===== Texte fourni

L’individualisme est l’une des dimensions les plus caricaturées de la pensée libérale. L’épouvantail de l’individu «atomisé», où la famille, les amitiés, les associations ou les communautés choisies ne joueraient plus aucun rôle, a donné à une notion essentielle de la réalité humaine une connotation péjorative. Or au-delà de considérations philosophiques, l’individualisme a des implications très pratiques, comme le montrent la vague actuelle écologiste (qui exigerait de renoncer à l’«égoïsme»), l’inflation de faux droits de l’État-providence (qui s’opposent à la responsabilité personnelle), ou encore les collectivismes nationalistes ou protectionnistes. L’individualisme libéral était le thème de la conférence de l’Institut Libéral le 11 novembre à Genève.
Dans sa communication, Alain Laurent, philosophe, directeur des collections «Bibliothèque classique de la liberté» et «Penseurs de la liberté» aux Belles Lettres à Paris, et auteur de l’anthologie L’autre individualisme, a mis en évidence la forte intersection historique et la matrice philosophique commune entre libéralisme et individualisme: la liberté individuelle. Seuls les être pensants et agissants peuvent être libres. Le libéralisme et l’individualisme se corrigent et s’enrichissent mutuellement: le libéralisme en tant que philosophie sociétale met en musique l’individualisme en opérant une limitation mutuelle des souverainetés individuelles, en sanctuarisant les droits individuels qui délimitent le périmètre de la liberté et en régulant ces droits à travers la responsabilité personnelle. En effet, la liberté de choix implique d’assumer les conséquences de ses actes, en corrigeant sa conduite si les conséquences sont négatives. Cette relation entre la régulation de la société et la responsabilité personnelle est l’apport du libéralisme à l’individualisme. L’individu responsable est une personne fiable, sur laquelle on peut compter.

==========
===== Lignes extraites

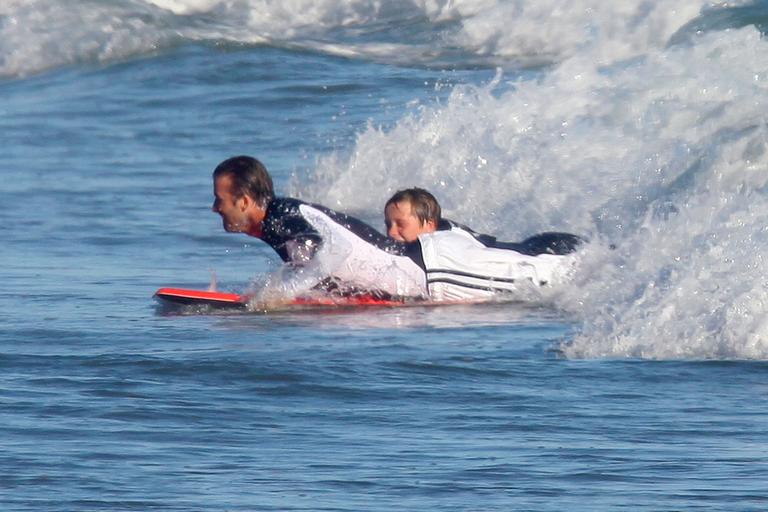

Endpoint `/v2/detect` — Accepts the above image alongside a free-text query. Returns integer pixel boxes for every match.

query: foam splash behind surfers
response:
[305,27,768,359]
[0,0,708,77]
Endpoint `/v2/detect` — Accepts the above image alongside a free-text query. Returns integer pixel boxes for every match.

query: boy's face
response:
[384,201,437,242]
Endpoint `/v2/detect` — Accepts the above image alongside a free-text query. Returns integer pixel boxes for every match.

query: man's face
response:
[384,201,435,242]
[211,174,250,233]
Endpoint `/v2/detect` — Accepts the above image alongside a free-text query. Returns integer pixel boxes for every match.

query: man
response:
[212,156,427,298]
[384,188,582,300]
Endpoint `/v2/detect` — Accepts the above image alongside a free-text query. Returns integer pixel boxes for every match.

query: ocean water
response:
[0,0,768,511]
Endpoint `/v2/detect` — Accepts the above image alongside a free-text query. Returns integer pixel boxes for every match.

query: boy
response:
[384,188,582,300]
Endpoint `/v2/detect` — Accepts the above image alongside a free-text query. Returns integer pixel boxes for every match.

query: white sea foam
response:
[302,28,768,358]
[0,0,708,77]
[6,0,768,359]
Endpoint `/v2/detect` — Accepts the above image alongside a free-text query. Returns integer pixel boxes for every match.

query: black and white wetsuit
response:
[419,220,583,301]
[260,198,427,298]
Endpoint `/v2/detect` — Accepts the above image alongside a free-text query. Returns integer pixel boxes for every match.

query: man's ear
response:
[238,194,253,212]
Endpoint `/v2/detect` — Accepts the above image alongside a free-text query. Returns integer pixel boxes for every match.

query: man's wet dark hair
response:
[213,156,275,207]
[384,187,442,225]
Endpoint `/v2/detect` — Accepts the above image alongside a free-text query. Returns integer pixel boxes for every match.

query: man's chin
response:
[222,222,243,233]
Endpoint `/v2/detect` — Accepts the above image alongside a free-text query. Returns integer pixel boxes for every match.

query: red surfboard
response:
[155,288,406,309]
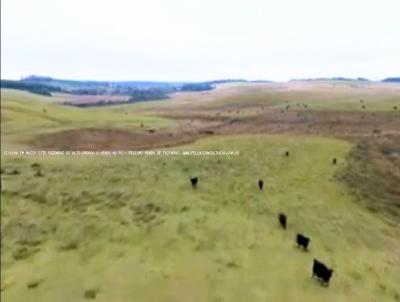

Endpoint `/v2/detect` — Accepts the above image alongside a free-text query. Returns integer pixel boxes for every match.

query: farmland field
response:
[1,82,400,302]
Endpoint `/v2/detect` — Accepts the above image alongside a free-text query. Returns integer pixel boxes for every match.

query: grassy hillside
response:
[1,89,170,148]
[1,136,400,301]
[1,84,400,302]
[138,82,400,113]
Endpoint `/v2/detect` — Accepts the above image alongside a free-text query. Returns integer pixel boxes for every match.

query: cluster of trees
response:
[128,88,171,103]
[180,82,214,91]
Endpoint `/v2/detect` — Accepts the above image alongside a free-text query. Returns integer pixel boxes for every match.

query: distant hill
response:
[290,77,370,82]
[21,75,184,90]
[382,77,400,83]
[1,75,272,101]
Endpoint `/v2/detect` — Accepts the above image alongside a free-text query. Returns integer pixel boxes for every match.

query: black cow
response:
[279,213,286,230]
[312,258,333,286]
[190,177,199,189]
[296,234,311,251]
[258,179,264,190]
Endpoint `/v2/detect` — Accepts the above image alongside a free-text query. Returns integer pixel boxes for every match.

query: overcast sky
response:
[1,0,400,81]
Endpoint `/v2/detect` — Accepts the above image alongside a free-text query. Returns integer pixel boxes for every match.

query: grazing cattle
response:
[258,179,264,190]
[190,177,199,189]
[279,213,286,230]
[312,258,333,286]
[296,234,311,251]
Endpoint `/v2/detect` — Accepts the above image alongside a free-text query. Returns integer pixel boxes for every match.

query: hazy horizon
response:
[1,0,400,82]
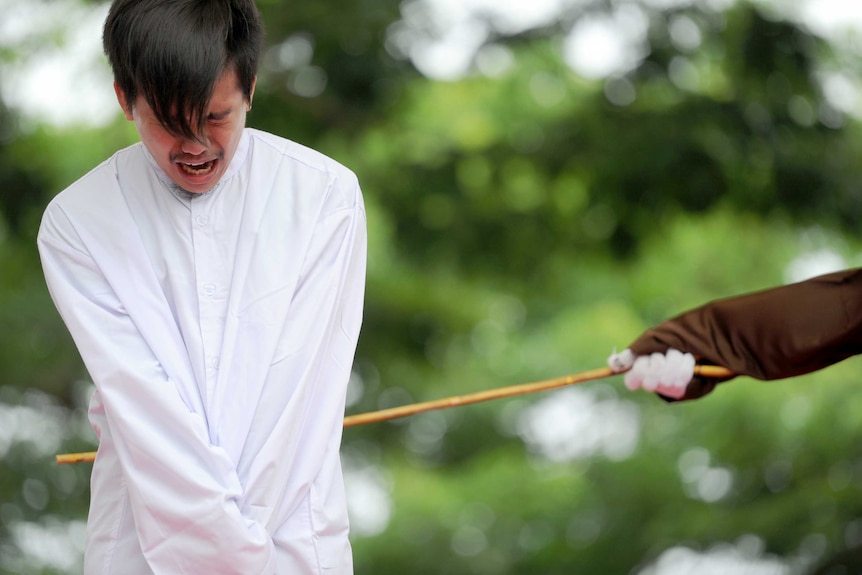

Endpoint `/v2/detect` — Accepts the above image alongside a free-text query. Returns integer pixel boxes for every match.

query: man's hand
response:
[608,349,695,399]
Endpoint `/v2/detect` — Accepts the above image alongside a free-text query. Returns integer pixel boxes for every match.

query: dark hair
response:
[102,0,263,139]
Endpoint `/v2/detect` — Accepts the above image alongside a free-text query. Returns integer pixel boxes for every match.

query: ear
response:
[114,82,135,122]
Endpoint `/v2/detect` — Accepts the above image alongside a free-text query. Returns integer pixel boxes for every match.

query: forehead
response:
[210,67,245,106]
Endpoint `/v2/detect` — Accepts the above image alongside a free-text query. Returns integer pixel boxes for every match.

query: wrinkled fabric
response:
[38,129,366,575]
[629,269,862,399]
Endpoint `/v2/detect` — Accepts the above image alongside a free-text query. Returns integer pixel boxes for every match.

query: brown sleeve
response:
[629,268,862,399]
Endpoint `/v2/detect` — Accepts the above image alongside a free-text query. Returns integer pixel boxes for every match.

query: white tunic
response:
[39,129,366,575]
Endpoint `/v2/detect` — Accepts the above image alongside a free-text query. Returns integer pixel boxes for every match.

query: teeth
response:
[180,160,214,176]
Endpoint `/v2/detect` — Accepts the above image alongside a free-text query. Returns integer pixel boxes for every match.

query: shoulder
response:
[48,142,146,210]
[248,128,361,209]
[41,143,146,238]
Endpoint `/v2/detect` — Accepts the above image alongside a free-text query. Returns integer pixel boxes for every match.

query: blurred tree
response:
[0,0,862,575]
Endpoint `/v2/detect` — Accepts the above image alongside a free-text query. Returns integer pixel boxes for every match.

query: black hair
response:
[102,0,264,139]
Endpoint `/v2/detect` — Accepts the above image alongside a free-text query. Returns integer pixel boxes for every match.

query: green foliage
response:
[0,0,862,575]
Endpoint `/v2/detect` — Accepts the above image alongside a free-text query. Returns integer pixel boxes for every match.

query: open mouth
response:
[177,160,216,176]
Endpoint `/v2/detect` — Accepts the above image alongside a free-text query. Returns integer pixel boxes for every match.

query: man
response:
[38,0,366,575]
[608,269,862,400]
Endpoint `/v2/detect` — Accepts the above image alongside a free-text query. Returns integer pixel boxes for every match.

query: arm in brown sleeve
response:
[629,269,862,399]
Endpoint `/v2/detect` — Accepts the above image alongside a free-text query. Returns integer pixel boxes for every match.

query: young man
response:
[608,269,862,400]
[38,0,366,575]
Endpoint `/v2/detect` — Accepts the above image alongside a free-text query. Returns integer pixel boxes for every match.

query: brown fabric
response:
[629,269,862,399]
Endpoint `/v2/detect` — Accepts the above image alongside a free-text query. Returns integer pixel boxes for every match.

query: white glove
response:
[608,349,695,399]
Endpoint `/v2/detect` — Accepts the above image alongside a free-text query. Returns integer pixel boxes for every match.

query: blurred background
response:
[0,0,862,575]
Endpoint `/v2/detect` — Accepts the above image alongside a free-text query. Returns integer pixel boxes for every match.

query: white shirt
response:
[39,129,366,575]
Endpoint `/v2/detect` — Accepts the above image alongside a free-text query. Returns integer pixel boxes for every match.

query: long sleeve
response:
[39,204,274,575]
[629,269,862,399]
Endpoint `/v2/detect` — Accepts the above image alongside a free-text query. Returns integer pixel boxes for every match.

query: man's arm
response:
[616,269,862,399]
[39,206,273,575]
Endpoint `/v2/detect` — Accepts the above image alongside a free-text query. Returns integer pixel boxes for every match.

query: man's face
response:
[114,69,254,194]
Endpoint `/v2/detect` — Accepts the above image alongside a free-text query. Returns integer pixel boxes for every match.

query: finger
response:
[641,353,667,391]
[656,349,695,399]
[623,355,650,391]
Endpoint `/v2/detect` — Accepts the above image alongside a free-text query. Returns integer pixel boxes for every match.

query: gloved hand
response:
[608,349,695,399]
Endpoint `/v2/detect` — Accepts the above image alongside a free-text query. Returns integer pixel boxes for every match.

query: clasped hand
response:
[608,349,695,399]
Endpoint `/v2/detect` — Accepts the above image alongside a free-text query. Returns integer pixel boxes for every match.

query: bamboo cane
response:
[57,365,734,464]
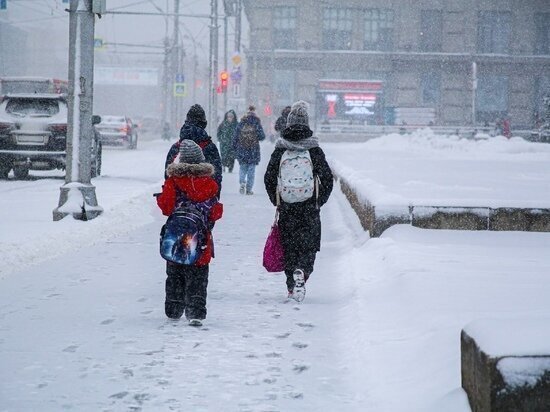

==========

(Consigne): D'après le texte sur l'individualisme libéral, quelle matrice philosophique le libéralisme et l'individualisme ont-ils en commun ?

(Résultat obtenu): La liberté individuelle.